--- Extracted text ---

────────────────

The recent partnership between the AFL and NFL – focused on head injury, concussion and mental illness – has led the AFL to commit funding to an unlimited number of brain scans for retired footballers.

maw

17/10/2020

The recent partnership between the AFL and NFL – focused on head injury, concussion and mental illness – has led the AFL to commit funding to an unlimited number of brain scans for retired footballers.

As reported in The Age, the approach (free brain scans to all retired footballers) is world leading and builds on recent findings by researchers in the US, reporting mild brain injury (i.e. that not leading to concussion) can have impacts on hippocampal volume and (therefore) potentially mental illness (see below).

In a brief email interview, Professor Graeme Jackson noted the importance of VBIC in this study and connecting it with similar brain injury studies as a result of road accidents or war, “all scans will be at Florey, a VBIC site, and this project connects with road and defence brain injury which will be at all the VBIC sites”.

Part of a larger study

The American National Football League (NFL) is partnering with the Australian Football League (AFL) to help fund research into head knocks and mental illness. The collaboration will be the first of its kind in the world and will include researchers and equipment at the Austin Node (namely the human MRI at the Florey Institute of Neuroscience and Mental Health, with research to be led by Associate Professor Paul McCrory).

The link between contact sport and brain injury

There is increasing focus – and subsequently evidence – that brain structure changes in football players may be happening from the beginning of their career. In a recent study published in the Journal of the American Medical Association, and further report in 6minutes researchers from the US compared the brains of Gridiron players in three groups:

  • Those who played Gridiron and had a history of concussion;
  • Those who played Gridiron without a history of concussion; and
  • Those who did not play Gridiron at all.

They found an inverse correlation between hippocampal volume and playing Gridiron, with players who had a history of concussion more likely to have smaller hippocampal volumes. The researchers indicated that even mild traumatic brain injury (i.e. that not sufficient to cause concussion), could cause changes to the hippocampus. The hippocampus plays a role in regulating cognitive and emotional processes and smaller hippocampuses have previously been associated with depression, schizophrenia and chronic traumatic encephalopathy.

────────────────

--- Record set ---
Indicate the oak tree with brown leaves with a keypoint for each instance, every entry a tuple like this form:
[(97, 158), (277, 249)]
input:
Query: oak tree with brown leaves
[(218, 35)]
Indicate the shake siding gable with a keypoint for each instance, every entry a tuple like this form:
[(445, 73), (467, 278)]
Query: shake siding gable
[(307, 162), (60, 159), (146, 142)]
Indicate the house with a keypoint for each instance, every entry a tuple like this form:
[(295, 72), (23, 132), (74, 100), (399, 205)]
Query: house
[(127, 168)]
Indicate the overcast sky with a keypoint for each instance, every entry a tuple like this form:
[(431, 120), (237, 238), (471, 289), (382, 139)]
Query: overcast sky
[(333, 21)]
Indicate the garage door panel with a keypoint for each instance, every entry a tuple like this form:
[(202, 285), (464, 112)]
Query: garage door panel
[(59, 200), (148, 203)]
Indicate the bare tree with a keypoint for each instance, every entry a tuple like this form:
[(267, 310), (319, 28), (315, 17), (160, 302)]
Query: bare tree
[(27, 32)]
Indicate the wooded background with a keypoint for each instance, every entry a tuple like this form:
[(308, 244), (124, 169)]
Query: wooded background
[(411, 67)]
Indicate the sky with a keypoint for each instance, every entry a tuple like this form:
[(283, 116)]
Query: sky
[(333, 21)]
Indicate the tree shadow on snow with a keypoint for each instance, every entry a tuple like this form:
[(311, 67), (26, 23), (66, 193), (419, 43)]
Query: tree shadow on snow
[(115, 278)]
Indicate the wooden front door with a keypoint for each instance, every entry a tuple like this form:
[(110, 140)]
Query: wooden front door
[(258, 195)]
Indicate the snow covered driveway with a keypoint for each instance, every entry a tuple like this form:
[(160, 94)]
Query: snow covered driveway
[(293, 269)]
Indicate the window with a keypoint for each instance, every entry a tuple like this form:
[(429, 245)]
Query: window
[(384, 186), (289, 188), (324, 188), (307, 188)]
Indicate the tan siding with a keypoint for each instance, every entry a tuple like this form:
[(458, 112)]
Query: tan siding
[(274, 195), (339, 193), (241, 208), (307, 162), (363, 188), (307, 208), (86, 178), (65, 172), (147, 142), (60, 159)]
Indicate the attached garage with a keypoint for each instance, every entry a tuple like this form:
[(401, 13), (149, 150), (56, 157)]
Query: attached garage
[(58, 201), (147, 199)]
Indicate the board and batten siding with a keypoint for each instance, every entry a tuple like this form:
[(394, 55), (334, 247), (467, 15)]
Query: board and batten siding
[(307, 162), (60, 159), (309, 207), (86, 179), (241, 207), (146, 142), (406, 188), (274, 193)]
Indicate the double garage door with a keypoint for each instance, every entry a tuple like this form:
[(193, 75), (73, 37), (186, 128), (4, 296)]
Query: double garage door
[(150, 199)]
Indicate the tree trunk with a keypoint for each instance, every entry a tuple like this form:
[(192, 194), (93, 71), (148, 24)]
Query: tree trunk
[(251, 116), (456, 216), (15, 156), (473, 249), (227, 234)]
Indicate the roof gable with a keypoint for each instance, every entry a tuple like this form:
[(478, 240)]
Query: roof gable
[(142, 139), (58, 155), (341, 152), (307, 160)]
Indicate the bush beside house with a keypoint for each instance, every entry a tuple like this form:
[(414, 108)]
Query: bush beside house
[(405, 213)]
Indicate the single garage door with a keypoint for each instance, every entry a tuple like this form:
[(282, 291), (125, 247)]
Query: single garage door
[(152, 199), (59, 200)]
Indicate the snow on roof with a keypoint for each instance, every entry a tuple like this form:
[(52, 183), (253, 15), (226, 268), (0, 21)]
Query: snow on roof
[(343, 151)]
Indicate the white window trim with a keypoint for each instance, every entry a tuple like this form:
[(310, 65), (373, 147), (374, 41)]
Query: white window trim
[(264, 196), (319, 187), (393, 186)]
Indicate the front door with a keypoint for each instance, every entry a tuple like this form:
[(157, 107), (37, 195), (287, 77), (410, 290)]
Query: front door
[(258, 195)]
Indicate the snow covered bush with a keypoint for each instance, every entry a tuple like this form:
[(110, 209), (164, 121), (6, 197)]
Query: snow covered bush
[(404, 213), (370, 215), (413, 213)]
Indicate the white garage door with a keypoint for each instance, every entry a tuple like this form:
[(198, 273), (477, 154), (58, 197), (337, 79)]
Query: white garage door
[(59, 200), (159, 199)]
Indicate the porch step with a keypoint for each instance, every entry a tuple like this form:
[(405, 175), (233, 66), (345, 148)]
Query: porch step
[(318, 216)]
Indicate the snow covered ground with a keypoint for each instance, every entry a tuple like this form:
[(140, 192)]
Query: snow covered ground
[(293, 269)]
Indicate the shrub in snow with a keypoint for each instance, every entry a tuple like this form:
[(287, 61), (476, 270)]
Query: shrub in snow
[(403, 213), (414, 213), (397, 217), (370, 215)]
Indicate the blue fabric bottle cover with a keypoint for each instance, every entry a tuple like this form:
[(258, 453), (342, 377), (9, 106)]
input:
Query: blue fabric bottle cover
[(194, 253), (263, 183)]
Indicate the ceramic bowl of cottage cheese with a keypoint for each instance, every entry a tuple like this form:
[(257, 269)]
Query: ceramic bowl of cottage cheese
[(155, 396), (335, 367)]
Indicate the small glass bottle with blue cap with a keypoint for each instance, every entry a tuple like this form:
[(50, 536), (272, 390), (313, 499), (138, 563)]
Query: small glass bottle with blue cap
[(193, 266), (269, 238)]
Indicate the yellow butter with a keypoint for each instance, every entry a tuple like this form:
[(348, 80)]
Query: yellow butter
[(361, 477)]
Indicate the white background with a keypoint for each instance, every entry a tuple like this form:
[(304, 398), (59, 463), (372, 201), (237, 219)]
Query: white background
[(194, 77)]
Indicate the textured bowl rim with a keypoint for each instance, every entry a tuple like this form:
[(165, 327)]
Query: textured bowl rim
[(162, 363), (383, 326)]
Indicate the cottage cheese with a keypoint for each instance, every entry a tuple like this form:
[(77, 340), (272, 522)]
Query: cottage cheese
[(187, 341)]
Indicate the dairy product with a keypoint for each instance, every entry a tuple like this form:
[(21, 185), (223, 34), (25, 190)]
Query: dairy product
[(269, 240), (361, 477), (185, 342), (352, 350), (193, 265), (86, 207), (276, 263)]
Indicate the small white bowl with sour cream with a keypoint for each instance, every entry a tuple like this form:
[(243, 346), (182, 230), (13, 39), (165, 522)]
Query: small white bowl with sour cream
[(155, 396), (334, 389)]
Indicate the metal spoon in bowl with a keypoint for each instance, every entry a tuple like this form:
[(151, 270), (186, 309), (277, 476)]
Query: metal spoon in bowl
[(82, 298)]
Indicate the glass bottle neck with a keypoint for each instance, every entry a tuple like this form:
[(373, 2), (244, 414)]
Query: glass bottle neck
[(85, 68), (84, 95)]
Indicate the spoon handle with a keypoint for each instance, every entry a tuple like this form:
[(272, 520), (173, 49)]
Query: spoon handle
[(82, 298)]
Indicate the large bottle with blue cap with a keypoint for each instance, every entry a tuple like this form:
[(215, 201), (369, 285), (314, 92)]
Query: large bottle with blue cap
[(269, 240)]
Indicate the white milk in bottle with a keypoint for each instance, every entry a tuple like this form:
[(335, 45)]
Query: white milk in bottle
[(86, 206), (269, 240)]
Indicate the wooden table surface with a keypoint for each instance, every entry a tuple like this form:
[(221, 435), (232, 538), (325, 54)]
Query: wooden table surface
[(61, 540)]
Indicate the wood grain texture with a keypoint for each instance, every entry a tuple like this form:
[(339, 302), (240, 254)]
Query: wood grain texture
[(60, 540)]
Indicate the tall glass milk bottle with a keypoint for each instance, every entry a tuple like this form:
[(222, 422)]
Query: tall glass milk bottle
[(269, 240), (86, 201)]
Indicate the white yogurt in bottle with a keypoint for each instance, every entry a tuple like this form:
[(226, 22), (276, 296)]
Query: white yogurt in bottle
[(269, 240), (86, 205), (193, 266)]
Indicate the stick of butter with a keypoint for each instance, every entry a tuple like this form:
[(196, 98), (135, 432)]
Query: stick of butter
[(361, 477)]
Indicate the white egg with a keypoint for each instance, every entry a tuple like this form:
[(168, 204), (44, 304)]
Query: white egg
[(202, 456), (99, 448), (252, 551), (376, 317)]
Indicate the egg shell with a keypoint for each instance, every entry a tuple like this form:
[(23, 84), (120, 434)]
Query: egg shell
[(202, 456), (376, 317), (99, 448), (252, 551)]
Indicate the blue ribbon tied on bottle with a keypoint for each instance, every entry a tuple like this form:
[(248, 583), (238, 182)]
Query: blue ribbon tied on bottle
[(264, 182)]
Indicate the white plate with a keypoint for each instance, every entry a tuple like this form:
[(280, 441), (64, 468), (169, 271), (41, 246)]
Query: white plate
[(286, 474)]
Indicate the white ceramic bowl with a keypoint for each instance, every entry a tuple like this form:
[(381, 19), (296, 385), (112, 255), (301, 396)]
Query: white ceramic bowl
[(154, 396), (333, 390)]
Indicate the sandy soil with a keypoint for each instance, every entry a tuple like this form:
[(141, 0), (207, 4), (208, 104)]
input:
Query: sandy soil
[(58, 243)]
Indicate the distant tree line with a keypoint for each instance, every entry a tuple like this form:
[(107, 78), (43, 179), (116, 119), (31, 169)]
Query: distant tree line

────────────────

--- Work to be completed ---
Please revise the passage of the article on AFL brain scans starting at "As reported in" and ending at "illness (see below).", putting "unprecedented" in place of "world leading".

--- Completed exercise ---
As reported in The Age, the approach (free brain scans to all retired footballers) is unprecedented and builds on recent findings by researchers in the US, reporting mild brain injury (i.e. that not leading to concussion) can have impacts on hippocampal volume and (therefore) potentially mental illness (see below).